Pointing dataset excerpts:
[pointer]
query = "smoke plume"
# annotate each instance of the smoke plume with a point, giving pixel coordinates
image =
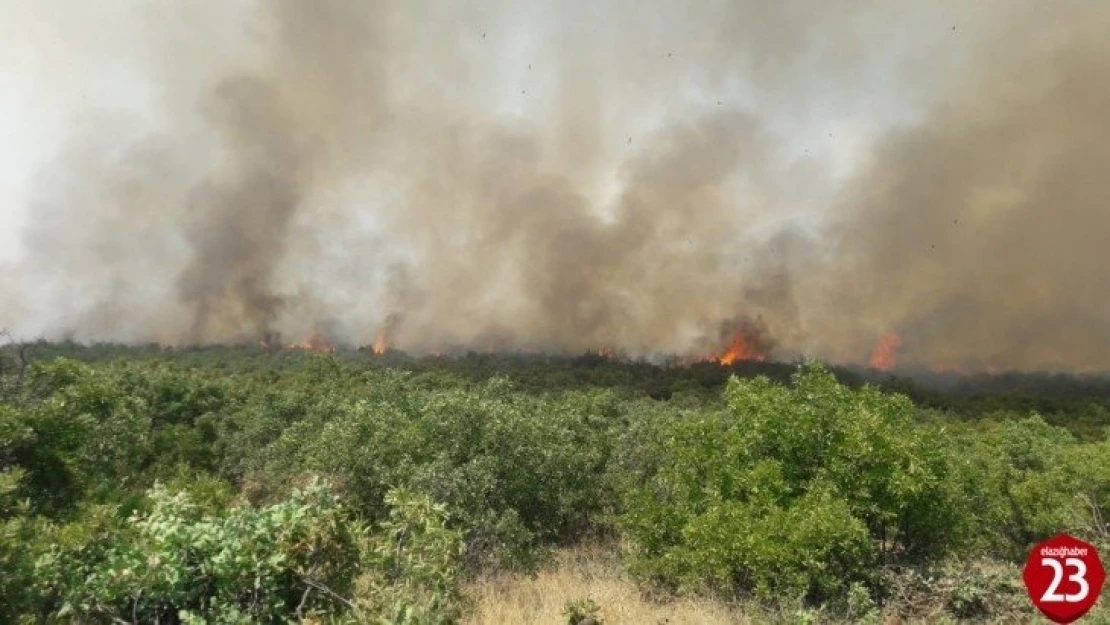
(577, 175)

Task:
Rewrite all of the lines in the records, requests included, with each pixel coordinate in the answers scaled by 1.9 and rounded to a whole number, halves rounding up. Leave the pictures out of your answer.

Reply:
[pointer]
query = "smoke plume"
# annotate each instance of the smoke plume with a point, giving pixel coordinates
image =
(1096, 333)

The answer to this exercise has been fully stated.